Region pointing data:

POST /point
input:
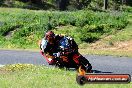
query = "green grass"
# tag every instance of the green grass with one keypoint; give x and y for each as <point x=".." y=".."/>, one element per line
<point x="123" y="35"/>
<point x="46" y="77"/>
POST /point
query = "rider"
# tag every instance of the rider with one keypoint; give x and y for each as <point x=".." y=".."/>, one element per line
<point x="50" y="44"/>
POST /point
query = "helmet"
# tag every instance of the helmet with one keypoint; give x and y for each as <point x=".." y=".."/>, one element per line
<point x="49" y="35"/>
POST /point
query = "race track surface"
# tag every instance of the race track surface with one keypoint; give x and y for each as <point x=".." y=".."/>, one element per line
<point x="101" y="64"/>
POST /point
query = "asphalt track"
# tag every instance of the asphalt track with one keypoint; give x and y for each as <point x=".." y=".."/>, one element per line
<point x="101" y="64"/>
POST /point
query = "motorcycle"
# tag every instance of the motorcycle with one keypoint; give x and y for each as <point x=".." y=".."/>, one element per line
<point x="68" y="60"/>
<point x="66" y="57"/>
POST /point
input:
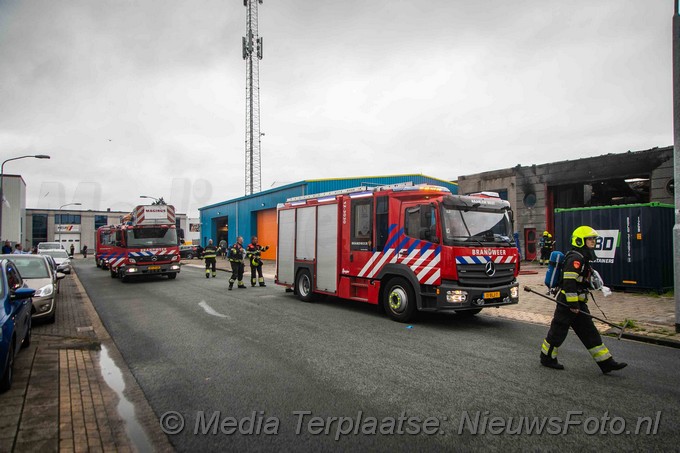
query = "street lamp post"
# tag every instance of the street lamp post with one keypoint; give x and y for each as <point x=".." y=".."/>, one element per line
<point x="58" y="229"/>
<point x="2" y="178"/>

YOUR TASK: Check each line above for the word "query" and copy the ones that have it.

ANSWER SPACE:
query = "green grass"
query = "rider"
query = "helmet"
query = "race track surface"
query = "asphalt track"
query = "motorcycle"
query = "street lamp post"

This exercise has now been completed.